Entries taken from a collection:
-- begin --

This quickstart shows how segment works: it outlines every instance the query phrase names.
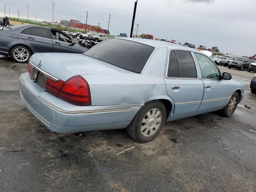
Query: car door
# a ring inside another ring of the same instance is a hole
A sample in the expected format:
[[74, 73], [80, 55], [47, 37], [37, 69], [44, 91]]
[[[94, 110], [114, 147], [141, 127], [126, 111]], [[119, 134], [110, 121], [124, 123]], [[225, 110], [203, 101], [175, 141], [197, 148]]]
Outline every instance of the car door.
[[72, 44], [72, 40], [68, 36], [54, 29], [50, 32], [54, 52], [81, 53], [80, 46], [76, 42]]
[[194, 53], [200, 67], [204, 91], [200, 112], [206, 112], [224, 107], [228, 90], [228, 81], [221, 79], [221, 73], [216, 65], [208, 57]]
[[20, 35], [33, 48], [35, 53], [51, 52], [53, 50], [52, 41], [47, 28], [29, 27], [22, 31]]
[[168, 120], [196, 114], [204, 94], [204, 84], [198, 78], [198, 70], [190, 52], [169, 52], [165, 80], [167, 94], [175, 106]]

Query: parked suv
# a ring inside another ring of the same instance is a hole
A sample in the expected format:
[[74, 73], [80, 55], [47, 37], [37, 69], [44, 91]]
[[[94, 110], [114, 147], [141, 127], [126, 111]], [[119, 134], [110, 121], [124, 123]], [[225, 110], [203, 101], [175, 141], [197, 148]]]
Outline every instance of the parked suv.
[[90, 35], [93, 35], [93, 34], [92, 33], [82, 33], [82, 34], [80, 34], [80, 35], [78, 35], [77, 37], [78, 38], [80, 39], [85, 39], [86, 40], [88, 38]]
[[102, 34], [95, 34], [90, 35], [90, 39], [92, 39], [96, 42], [100, 42], [108, 38], [106, 35]]
[[212, 60], [217, 65], [222, 65], [222, 64], [224, 64], [227, 59], [227, 58], [226, 57], [217, 55], [215, 56], [214, 58], [213, 58]]
[[228, 68], [236, 68], [237, 69], [243, 70], [245, 63], [249, 62], [249, 59], [248, 58], [242, 58], [238, 57], [228, 64]]
[[247, 71], [250, 72], [252, 71], [256, 71], [256, 61], [255, 61], [254, 63], [251, 63], [248, 67]]

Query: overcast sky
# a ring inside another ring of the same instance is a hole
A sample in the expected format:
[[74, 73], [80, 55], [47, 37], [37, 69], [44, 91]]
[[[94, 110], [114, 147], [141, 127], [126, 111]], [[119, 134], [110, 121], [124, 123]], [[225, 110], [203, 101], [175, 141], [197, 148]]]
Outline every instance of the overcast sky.
[[[53, 0], [1, 0], [0, 16], [6, 14], [51, 21]], [[55, 0], [54, 21], [70, 19], [107, 29], [115, 34], [130, 35], [135, 0]], [[221, 52], [241, 56], [256, 54], [255, 0], [138, 0], [135, 18], [138, 34], [153, 35], [154, 38], [175, 40], [197, 46], [218, 47]], [[136, 30], [135, 31], [136, 31]]]

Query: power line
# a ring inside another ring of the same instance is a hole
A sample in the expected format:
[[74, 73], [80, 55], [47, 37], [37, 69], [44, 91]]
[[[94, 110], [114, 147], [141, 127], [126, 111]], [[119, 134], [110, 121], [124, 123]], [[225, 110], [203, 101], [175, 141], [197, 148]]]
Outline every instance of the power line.
[[27, 9], [28, 9], [28, 7], [29, 7], [29, 5], [28, 4], [26, 4]]
[[54, 12], [54, 7], [56, 6], [56, 3], [54, 1], [52, 1], [52, 25], [53, 23], [53, 13]]
[[109, 33], [109, 31], [108, 31], [108, 29], [109, 29], [109, 24], [110, 22], [110, 17], [111, 17], [111, 14], [109, 14], [109, 18], [108, 18], [109, 19], [109, 20], [108, 20], [108, 33], [107, 33], [107, 36], [108, 36], [108, 33]]
[[4, 5], [4, 17], [5, 17], [5, 7], [6, 6], [6, 5]]

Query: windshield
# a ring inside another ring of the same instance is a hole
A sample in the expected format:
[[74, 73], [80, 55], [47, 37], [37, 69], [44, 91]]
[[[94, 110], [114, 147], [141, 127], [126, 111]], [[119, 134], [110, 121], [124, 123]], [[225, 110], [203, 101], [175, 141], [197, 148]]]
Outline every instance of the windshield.
[[242, 61], [243, 62], [244, 61], [245, 59], [243, 58], [236, 58], [234, 60], [234, 61]]
[[141, 43], [120, 39], [108, 39], [84, 54], [136, 73], [140, 73], [154, 49]]

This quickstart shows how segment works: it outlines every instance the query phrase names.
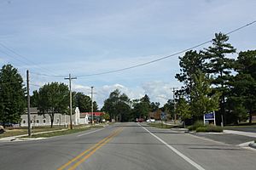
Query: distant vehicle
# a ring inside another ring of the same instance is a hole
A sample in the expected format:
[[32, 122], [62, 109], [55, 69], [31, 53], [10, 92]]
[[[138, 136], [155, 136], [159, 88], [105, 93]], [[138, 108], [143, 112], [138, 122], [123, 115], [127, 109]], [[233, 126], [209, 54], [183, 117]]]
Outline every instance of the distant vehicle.
[[144, 122], [144, 119], [143, 119], [143, 118], [139, 118], [139, 119], [138, 119], [138, 122]]
[[0, 134], [4, 133], [4, 132], [5, 132], [5, 130], [4, 130], [3, 127], [0, 126]]
[[155, 122], [155, 119], [149, 119], [150, 122]]
[[143, 118], [136, 118], [135, 122], [143, 122], [144, 119]]
[[155, 122], [155, 120], [154, 119], [148, 119], [147, 122]]

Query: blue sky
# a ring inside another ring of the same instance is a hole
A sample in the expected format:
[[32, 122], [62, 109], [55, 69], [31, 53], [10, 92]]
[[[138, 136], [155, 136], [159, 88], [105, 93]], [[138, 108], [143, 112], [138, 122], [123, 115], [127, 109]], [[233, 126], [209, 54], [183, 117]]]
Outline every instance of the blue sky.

-- end --

● **Aim of the task**
Reproduce the records word for word, starting at the very beginning and ending with the line that contains "Outline every instance of the car door.", and leave out the pictures.

● **Exercise result**
This quickstart shows how segment works: it outlines every instance the query phrase names.
Query: car door
# a ring inside another ring of the same instance is a hole
A sample in the expected format:
[[74, 73], [80, 55], [47, 37], [37, 69], [44, 91]]
[[[94, 110], [114, 147], [141, 127], [126, 111]], [[119, 134], [110, 121], [124, 123]], [[225, 110], [203, 101], [175, 141], [197, 148]]]
Outline every instance of the car door.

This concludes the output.